■ Articolo ■
Ci sono tante Eleonore nella mia testa. Un mazzo di carte da cui forse potrei ancora pescare: un ricco ventaglio di possibilità. C’è l’Eleonora che sarebbe potuta fuggire all’estero per un po’, studiare le lingue e conoscere facce colori sapori e immagini diverse dalle solite, e ora potrebbe parlare l’inglese più fluently e avrebbe una visione più ampia, forse, di tutte le cose, e sarebbe un po’ più cittadina del mondo. L’Eleonora che avrebbe potuto salutare il fidanzatino dell’adolescenza quando ancora quell’adolescenza non era finita, e provare altri abbracci, e provare altre notti, e forse oggi conoscere gli uomini con più esempi e dettagli a disposizione, e meno ingenuità e poesia. Ho in mente l’Eleonora che poteva scegliere architettura, e chissà, forse sarebbe diventata un po’ più brava nelle materie scientifiche e avrebbe una posizione un po’ più prestigiosa – prestigiosa in che senso, e per chi, non è poi dato saperlo – oppure l’Eleonora che dopo Lettere avrebbe potuto tentare il giornalismo e magari ce l’avrebbe fatta, magari oggi avrebbe moltissimi contatti in agenda e avrebbe migliorato la dizione e il portamento, e potrebbe anche dire la sua in qualche contesto che non sia una tavolata di amiche, un tè pomeridiano, una pagina facebook. Poi c’è l’Eleonora che avrebbe potuto imparare a suonare qualcosa, il piano, la chitarra, la batteria come sognava al liceo, e l’Eleonora dello sport, che avrebbe potuto continuare con l’atletica o forse - meglio - con la ginnastica ritmica. C’è anche quella che avrebbe potuto scegliere una scuola più inerente alla vita, e dopo le superiori avrebbe evitato l’università, e oggi forse avrebbe un conticino in banca un po’ più sostanzioso e bo, una casa? Un marito, un bambino? Ma anche l’Eleonora che avrebbe potuto mollare tutto, e partire alla volta del mondo non per una parentesi limitata, ma per andare a fondare quella scuola di yoga oltreoceano, o quella piadineria, o quel caffè letterario e altri simili sogni. C’è pure l’Eleonora che avrebbe potuto dire qualche “no” agli impegni all’oratorio, avrebbe potuto leggere di più ciò che le andava, viaggiare di più verso le mete che preferiva. Quella che avrebbe potuto ubriacarsi una, dieci, cento volte di più, farsi una canna, cercare quel brivido che a trent’anni sembra un po’ triste cercare.

■ Dati forniti ■
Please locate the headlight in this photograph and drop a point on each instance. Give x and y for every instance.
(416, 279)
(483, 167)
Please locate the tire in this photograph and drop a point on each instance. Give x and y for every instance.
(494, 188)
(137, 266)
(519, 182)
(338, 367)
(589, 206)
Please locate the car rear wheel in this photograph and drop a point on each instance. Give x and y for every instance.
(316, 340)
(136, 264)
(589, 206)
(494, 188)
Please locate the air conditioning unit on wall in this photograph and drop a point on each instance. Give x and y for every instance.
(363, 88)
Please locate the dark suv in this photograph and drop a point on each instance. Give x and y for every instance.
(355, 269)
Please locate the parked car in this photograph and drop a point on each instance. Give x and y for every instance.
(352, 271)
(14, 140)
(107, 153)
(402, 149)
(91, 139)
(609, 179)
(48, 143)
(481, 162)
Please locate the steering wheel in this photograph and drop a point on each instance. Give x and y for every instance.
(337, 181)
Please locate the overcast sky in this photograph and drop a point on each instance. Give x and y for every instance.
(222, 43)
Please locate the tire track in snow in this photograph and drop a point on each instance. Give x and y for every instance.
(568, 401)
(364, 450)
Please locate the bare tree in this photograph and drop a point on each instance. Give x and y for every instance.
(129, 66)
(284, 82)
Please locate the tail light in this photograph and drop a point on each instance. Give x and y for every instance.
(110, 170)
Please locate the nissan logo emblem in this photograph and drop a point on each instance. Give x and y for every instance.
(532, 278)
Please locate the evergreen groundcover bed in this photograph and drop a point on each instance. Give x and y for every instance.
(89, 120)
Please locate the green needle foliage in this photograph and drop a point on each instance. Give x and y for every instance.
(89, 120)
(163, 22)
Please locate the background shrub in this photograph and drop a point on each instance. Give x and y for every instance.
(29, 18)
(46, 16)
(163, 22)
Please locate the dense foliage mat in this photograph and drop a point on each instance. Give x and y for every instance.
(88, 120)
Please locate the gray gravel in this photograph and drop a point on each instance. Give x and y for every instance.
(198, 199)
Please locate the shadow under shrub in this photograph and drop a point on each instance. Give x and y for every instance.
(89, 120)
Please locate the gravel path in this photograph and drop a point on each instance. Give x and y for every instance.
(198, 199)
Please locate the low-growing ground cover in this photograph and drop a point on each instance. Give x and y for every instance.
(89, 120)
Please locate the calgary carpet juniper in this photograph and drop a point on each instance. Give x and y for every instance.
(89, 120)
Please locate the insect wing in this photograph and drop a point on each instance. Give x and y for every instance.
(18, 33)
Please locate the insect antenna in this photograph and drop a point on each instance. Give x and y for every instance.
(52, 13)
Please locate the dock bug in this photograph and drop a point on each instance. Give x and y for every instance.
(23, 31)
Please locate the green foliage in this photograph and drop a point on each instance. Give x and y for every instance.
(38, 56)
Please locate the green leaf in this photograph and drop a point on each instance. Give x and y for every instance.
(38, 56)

■ Cosa produrre ■
Rispondi, per favore, a queste domande sull'articolo:
1. Quale facoltà avrebbe potuto scegliere l'Eleonora che forse sarebbe diventata più brava nelle materie scientifiche?
2. Quali strumenti vengono nominati per l'Eleonora che avrebbe potuto imparare a suonare qualcosa?
3. Che cosa sarebbe andata a fondare l'Eleonora che avrebbe potuto mollare tutto?

■ Soluzione svolta ■
1. Architettura.
2. Il piano, la chitarra e la batteria.
3. Una scuola di yoga oltreoceano, una piadineria o un caffè letterario.